- INSTRUCTIONS FOR THE TASK
Copy the forum post below about Canon gear word for word, from start to finish.

- READING TEXT
──────────

I am not the casual photographer like many here, I make my living from photography and my work is published in magazines like Vogue so it might be possible that I know a few things.


That being said, NO I don't own a G7X, but I do agree with the Camera Store's assessment of Canon as a company lately. They seem to put just enough features on their cameras to stay above water, but never go that extra mile to make a ground-breakingly outstanding product. When compared to other products on the market, Canon always seems to be following not leading, which is a shame. I absolutely loath their "play it safe" attitude toward product development.


I own and shoot with all Canon gear (except for my recently purchased Phase One) and I'm generally happy with it, but it does not mean it's all perfect. For example, the rubber zoom ring on my new 24-70 MkII dislodged itself from the lens barrel and is now warped and in need of repair. Are you kidding me?!!! Unacceptable for a lens I paid over $2,000 for.


It should also be noted that I am regularly an early adopter of all Canon gear and usually own one while most people are still sitting on forums discussing specs. I was one of the first people in the world to own the original 7D, the 5D Mark III and the 1DX as well as various lenses. Again, I am happy with most of my Canon gear and the 1DX's low light performance continues to astonish me, but in no way do I think all Canon gear is perfect and I think the people on this forum should have a more open minded attitude toward possible flaws and imperfections and not just write anyone who brings them up as unknowledgeable and just a trolling. You are not helping Canon make better products by defending their flaws and/or shortcomings.

──────────

- PROVIDED INFORMATION
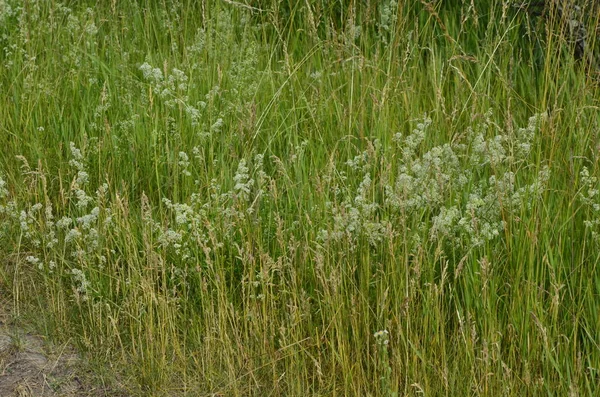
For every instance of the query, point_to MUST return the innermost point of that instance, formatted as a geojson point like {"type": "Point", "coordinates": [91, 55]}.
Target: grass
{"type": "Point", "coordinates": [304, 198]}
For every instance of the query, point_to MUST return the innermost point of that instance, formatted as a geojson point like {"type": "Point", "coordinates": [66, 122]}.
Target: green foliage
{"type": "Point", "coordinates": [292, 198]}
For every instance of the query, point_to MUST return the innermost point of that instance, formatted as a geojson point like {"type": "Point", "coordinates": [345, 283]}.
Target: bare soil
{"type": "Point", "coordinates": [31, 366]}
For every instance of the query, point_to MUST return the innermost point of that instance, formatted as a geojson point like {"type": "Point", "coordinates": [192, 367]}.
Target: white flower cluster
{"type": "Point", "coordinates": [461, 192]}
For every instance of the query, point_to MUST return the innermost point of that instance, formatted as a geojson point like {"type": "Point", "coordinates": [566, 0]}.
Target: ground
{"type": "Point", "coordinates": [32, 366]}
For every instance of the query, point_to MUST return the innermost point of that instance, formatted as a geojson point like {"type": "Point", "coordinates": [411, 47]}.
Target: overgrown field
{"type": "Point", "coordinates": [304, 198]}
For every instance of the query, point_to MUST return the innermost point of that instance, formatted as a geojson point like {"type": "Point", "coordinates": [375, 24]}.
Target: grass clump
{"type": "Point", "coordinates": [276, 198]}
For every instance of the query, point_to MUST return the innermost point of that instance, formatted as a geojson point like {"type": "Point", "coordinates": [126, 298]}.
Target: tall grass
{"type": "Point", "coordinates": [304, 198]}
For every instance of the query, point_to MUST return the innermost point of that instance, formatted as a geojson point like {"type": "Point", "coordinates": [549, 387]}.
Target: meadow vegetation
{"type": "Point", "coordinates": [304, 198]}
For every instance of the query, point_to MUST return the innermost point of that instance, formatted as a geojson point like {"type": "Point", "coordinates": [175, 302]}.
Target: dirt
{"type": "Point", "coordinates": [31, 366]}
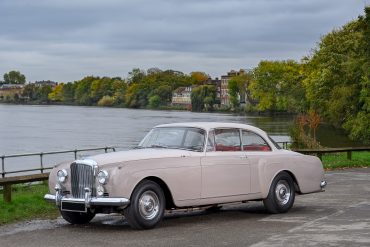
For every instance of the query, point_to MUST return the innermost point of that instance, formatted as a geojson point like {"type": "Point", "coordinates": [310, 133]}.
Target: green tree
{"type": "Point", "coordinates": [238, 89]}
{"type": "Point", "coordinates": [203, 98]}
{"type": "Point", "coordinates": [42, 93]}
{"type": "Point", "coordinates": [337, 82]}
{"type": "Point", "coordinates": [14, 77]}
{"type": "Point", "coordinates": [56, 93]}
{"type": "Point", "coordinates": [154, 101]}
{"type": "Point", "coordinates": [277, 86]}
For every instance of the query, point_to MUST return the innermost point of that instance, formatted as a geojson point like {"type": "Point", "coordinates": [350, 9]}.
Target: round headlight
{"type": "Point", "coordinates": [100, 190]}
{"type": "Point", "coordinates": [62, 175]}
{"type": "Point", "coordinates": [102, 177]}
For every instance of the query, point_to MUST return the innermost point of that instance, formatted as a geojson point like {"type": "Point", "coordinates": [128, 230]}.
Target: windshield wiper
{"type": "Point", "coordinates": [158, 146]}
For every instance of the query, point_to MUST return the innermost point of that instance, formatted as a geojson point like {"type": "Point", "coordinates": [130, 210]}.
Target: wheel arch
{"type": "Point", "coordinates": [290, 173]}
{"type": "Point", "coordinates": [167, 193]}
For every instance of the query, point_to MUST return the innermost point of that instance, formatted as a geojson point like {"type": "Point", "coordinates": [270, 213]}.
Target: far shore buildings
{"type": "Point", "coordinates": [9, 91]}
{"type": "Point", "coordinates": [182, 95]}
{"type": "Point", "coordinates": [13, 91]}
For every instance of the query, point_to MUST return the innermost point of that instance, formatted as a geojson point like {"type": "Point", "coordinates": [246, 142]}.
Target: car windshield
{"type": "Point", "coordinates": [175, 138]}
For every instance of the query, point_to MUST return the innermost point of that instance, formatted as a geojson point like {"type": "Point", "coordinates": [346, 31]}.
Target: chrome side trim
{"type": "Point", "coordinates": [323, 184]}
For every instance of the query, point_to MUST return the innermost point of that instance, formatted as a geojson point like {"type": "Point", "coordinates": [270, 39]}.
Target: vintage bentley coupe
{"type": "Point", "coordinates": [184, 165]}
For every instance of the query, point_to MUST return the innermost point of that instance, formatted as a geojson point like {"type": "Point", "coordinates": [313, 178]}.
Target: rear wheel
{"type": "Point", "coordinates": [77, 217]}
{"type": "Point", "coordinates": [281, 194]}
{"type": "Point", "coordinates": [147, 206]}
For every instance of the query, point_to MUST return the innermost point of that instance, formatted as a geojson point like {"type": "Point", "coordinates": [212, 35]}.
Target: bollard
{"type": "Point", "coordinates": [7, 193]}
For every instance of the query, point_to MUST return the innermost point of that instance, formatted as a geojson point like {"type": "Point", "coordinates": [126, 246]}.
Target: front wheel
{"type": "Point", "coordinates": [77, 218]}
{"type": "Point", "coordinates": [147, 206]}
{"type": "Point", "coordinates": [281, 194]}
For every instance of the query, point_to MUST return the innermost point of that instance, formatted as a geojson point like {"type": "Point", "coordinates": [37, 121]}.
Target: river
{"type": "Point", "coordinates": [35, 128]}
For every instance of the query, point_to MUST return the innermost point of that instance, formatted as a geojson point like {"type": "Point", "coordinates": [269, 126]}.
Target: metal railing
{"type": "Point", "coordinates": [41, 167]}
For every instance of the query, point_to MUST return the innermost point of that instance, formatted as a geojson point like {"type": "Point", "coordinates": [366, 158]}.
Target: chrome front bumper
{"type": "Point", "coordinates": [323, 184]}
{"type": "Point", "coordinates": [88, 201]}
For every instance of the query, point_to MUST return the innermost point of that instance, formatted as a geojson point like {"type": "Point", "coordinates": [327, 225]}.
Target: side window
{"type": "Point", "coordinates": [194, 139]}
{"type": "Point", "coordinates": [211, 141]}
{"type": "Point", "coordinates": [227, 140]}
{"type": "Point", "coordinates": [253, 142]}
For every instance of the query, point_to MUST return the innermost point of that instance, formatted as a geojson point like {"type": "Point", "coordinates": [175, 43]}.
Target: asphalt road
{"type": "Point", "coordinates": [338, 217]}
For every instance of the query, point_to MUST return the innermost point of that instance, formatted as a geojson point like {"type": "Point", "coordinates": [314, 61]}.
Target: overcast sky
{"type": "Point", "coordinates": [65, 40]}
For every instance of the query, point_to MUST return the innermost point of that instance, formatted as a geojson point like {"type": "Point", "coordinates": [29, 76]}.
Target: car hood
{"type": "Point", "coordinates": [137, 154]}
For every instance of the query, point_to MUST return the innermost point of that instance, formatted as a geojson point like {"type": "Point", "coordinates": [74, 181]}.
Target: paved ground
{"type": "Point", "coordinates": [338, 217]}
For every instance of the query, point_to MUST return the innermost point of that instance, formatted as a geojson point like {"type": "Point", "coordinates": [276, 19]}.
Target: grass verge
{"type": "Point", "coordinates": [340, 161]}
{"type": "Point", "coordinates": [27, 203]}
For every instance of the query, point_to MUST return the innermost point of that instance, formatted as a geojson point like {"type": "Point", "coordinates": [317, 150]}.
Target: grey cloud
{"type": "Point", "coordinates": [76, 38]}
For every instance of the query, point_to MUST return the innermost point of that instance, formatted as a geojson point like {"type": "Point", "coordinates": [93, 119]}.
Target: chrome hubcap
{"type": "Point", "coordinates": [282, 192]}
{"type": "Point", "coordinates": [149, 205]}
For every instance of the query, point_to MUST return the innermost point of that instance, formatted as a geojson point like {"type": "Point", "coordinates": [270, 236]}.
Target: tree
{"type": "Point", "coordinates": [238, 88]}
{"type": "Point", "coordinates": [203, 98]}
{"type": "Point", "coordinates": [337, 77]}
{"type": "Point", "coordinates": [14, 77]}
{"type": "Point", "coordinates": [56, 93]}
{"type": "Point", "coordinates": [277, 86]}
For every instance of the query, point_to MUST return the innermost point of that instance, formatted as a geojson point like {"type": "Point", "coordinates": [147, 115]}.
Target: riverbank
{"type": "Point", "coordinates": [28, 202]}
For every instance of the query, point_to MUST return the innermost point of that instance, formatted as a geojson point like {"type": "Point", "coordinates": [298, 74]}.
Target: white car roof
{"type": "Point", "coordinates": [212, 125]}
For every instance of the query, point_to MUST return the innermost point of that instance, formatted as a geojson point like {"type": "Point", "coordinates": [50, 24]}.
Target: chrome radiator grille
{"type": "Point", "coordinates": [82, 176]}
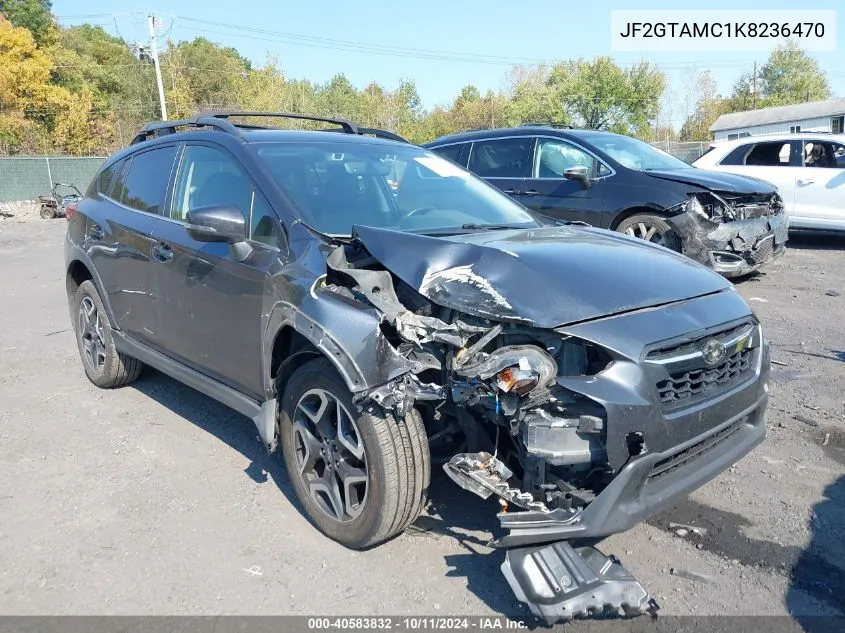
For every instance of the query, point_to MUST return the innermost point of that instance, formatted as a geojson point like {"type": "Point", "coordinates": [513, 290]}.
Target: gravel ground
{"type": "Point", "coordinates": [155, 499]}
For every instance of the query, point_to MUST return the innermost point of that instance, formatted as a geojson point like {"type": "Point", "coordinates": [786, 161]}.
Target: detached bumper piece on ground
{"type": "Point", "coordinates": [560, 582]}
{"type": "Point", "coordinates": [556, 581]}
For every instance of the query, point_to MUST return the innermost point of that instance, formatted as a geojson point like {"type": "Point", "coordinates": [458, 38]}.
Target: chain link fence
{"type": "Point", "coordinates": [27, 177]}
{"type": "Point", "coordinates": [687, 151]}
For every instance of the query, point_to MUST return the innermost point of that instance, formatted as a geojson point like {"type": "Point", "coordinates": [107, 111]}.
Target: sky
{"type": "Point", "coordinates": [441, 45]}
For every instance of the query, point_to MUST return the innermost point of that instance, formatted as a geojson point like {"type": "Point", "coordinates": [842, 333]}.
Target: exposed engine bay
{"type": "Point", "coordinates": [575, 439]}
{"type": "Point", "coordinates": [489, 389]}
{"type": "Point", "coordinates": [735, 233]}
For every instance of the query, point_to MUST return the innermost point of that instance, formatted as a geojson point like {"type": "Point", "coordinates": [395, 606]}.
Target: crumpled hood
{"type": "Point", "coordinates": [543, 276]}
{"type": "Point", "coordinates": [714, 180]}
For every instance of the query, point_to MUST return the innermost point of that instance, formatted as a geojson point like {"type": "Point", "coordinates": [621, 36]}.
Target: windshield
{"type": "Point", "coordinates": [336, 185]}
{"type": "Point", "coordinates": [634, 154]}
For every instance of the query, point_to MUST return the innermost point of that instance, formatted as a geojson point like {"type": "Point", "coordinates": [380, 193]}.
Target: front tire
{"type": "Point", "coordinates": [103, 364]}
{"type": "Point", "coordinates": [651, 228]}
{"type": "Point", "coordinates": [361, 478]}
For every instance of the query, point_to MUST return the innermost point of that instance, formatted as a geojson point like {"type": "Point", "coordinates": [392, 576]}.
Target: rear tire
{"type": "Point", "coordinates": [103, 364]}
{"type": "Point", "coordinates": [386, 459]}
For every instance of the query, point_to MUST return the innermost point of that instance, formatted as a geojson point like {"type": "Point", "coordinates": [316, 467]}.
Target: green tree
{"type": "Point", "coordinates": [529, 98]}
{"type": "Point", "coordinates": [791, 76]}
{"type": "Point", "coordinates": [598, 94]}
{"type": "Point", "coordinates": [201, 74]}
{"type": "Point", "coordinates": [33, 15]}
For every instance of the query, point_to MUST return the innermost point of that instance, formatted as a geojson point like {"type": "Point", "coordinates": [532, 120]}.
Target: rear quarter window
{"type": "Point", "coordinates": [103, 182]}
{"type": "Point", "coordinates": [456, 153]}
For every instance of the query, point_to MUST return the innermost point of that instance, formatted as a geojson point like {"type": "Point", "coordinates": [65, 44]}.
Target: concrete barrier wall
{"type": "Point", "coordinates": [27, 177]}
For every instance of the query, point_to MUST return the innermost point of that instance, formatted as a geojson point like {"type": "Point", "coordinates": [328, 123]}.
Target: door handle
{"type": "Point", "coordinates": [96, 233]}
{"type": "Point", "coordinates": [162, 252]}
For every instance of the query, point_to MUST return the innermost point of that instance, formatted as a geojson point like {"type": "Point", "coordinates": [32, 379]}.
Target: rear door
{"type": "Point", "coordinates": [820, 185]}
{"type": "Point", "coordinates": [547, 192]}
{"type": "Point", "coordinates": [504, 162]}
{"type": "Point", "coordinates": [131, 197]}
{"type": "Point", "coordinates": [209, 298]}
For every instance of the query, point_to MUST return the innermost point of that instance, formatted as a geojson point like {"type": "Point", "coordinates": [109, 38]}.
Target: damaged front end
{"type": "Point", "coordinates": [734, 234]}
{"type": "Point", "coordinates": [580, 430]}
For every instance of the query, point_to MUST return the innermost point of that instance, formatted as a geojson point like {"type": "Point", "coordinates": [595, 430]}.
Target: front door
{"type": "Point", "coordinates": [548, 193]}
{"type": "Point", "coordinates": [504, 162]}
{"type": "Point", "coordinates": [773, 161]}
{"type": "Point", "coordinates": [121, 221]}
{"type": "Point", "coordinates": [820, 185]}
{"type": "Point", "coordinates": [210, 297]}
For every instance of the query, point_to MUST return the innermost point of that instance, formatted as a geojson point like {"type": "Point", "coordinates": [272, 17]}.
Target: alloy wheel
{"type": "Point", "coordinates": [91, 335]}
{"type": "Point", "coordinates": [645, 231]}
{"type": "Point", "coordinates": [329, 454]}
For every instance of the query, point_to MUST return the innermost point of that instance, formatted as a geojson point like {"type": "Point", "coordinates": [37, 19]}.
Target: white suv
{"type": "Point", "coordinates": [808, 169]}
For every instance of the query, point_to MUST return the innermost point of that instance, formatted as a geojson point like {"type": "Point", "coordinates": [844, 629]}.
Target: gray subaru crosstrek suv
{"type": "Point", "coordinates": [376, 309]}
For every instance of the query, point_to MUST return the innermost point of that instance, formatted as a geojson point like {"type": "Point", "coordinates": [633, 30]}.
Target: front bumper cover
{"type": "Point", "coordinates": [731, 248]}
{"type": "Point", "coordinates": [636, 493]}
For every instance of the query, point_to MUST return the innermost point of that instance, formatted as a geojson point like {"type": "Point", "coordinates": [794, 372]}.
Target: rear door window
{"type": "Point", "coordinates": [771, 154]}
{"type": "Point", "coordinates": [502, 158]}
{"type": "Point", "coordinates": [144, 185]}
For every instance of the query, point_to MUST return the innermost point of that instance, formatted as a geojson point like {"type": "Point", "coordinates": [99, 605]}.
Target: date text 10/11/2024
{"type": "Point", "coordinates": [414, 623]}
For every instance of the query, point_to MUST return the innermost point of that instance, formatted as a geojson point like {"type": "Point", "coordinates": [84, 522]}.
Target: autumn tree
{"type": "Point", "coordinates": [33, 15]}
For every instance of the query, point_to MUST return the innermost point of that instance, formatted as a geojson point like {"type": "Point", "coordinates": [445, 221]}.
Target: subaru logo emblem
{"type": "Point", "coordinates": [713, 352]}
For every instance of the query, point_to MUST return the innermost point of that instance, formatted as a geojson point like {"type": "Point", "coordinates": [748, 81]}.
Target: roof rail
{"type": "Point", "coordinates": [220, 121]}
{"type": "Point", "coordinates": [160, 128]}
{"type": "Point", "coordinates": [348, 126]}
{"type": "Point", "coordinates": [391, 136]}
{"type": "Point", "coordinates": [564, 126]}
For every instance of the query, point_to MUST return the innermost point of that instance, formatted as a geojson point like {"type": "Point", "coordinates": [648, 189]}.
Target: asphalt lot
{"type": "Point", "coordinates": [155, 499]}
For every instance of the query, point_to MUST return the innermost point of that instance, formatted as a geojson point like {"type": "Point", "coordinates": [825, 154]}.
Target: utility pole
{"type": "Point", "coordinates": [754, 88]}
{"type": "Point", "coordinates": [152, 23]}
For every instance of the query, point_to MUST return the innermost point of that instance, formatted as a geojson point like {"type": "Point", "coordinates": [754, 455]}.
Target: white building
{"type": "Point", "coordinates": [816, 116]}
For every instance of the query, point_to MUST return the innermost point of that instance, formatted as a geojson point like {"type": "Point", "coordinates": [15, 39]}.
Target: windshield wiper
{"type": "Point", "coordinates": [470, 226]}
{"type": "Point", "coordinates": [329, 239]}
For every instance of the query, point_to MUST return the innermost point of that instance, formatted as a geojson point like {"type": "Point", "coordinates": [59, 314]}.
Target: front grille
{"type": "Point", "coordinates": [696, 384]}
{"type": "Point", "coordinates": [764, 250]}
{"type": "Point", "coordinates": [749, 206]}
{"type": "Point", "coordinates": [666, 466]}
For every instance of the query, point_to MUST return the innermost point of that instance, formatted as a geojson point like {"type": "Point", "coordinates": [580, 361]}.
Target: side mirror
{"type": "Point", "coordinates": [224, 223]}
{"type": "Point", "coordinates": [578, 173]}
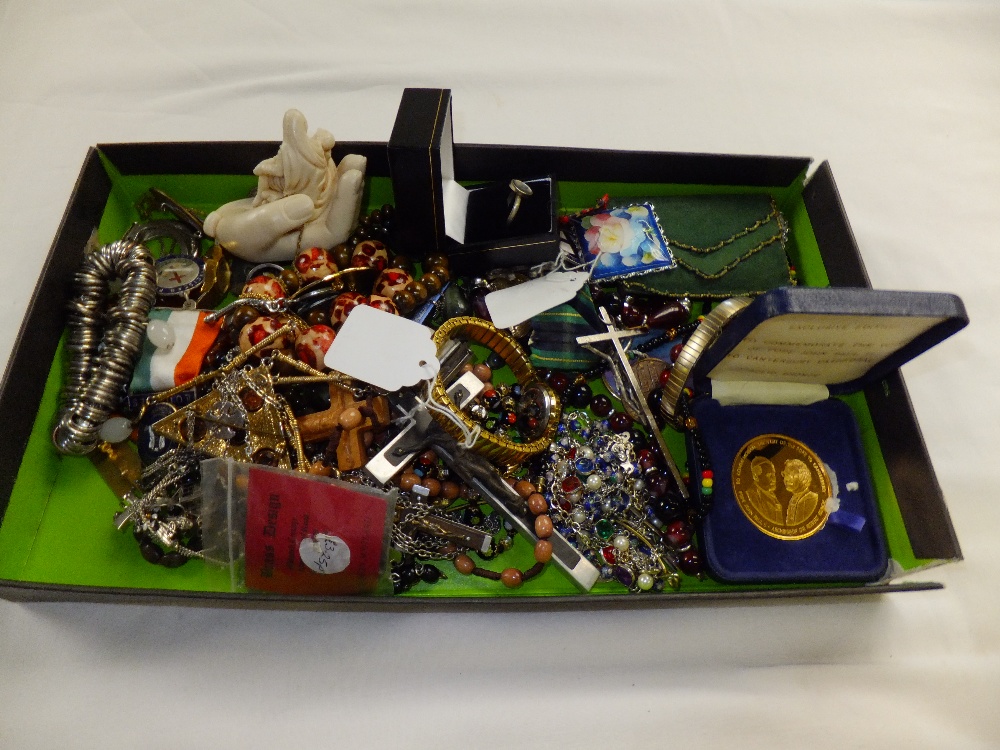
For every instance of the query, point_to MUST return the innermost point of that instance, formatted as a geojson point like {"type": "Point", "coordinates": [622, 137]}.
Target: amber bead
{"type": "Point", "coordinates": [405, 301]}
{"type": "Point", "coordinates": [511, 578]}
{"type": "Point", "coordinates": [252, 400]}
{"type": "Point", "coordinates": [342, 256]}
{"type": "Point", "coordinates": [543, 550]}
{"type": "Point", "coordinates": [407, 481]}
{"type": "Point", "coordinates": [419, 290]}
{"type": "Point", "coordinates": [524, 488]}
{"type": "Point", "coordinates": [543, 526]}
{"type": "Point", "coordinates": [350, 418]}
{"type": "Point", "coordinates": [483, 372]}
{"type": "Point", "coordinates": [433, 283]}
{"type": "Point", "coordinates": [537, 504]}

──────────

- ANSWER TO THE EXERCISE
I am not the casual photographer like many here, I make my living from photography and my work is published in magazines like Vogue so it might be possible that I know a few things.


That being said, NO I don't own a G7X, but I do agree with the Camera Store's assessment of Canon as a company lately. They seem to put just enough features on their cameras to stay above water, but never go that extra mile to make a ground-breakingly outstanding product. When compared to other products on the market, Canon always seems to be following not leading, which is a shame. I absolutely loath their "play it safe" attitude toward product development.


I own and shoot with all Canon gear (except for my recently purchased Phase One) and I'm generally happy with it, but it does not mean it's all perfect. For example, the rubber zoom ring on my new 24-70 MkII dislodged itself from the lens barrel and is now warped and in need of repair. Are you kidding me?!!! Unacceptable for a lens I paid over $2,000 for.


It should also be noted that I am regularly an early adopter of all Canon gear and usually own one while most people are still sitting on forums discussing specs. I was one of the first people in the world to own the original 7D, the 5D Mark III and the 1DX as well as various lenses. Again, I am happy with most of my Canon gear and the 1DX's low light performance continues to astonish me, but in no way do I think all Canon gear is perfect and I think the people on this forum should have a more open minded attitude toward possible flaws and imperfections and not just write anyone who brings them up as unknowledgeable and just a trolling. You are not helping Canon make better products by defending their flaws and/or shortcomings.